----- Records for the task -----

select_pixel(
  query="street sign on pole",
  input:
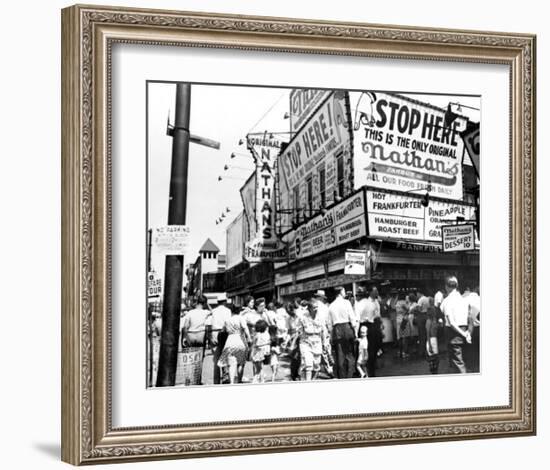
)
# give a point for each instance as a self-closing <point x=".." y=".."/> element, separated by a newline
<point x="355" y="262"/>
<point x="458" y="237"/>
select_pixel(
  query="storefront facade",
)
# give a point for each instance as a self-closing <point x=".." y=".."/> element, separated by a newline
<point x="405" y="180"/>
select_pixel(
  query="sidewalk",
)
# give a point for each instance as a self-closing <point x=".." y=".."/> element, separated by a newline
<point x="389" y="365"/>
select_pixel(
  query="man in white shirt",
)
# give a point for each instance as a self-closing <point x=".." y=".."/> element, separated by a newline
<point x="456" y="309"/>
<point x="219" y="316"/>
<point x="368" y="311"/>
<point x="342" y="325"/>
<point x="322" y="307"/>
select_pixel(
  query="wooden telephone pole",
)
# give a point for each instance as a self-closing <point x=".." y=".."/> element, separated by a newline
<point x="177" y="208"/>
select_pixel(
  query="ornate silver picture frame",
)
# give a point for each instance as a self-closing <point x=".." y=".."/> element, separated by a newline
<point x="89" y="34"/>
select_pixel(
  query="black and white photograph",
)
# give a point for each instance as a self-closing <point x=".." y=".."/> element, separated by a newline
<point x="299" y="234"/>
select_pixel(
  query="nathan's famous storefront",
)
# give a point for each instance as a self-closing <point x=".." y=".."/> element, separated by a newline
<point x="402" y="248"/>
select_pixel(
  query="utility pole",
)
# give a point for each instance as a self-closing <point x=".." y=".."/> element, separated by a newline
<point x="177" y="208"/>
<point x="173" y="271"/>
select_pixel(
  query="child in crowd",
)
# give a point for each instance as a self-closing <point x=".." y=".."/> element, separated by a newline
<point x="261" y="347"/>
<point x="363" y="352"/>
<point x="276" y="348"/>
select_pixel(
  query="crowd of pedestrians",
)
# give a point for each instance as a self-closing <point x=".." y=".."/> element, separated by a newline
<point x="341" y="339"/>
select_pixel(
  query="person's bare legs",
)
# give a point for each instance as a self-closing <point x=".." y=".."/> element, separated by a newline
<point x="232" y="370"/>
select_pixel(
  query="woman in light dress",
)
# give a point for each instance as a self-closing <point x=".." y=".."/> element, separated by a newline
<point x="235" y="351"/>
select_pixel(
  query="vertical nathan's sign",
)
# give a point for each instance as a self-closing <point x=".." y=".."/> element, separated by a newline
<point x="402" y="144"/>
<point x="248" y="196"/>
<point x="458" y="237"/>
<point x="303" y="102"/>
<point x="266" y="245"/>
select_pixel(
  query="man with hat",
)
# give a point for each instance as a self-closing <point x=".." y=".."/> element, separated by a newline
<point x="322" y="313"/>
<point x="322" y="307"/>
<point x="219" y="316"/>
<point x="342" y="325"/>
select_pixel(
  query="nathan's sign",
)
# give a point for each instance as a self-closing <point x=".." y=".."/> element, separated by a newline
<point x="248" y="197"/>
<point x="402" y="144"/>
<point x="340" y="224"/>
<point x="319" y="139"/>
<point x="303" y="102"/>
<point x="398" y="217"/>
<point x="265" y="245"/>
<point x="260" y="250"/>
<point x="458" y="237"/>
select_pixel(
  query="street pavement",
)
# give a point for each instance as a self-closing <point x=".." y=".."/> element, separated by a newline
<point x="389" y="365"/>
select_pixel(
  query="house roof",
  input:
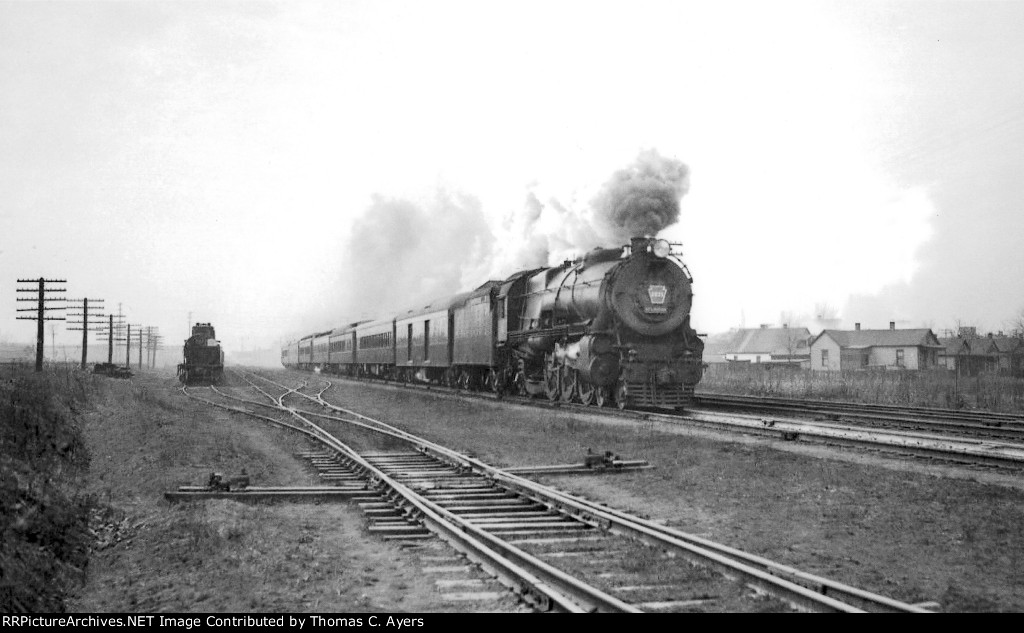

-----

Task instructions
Count the lines in the items above that contain the string "pole", and give only that number.

Solution below
3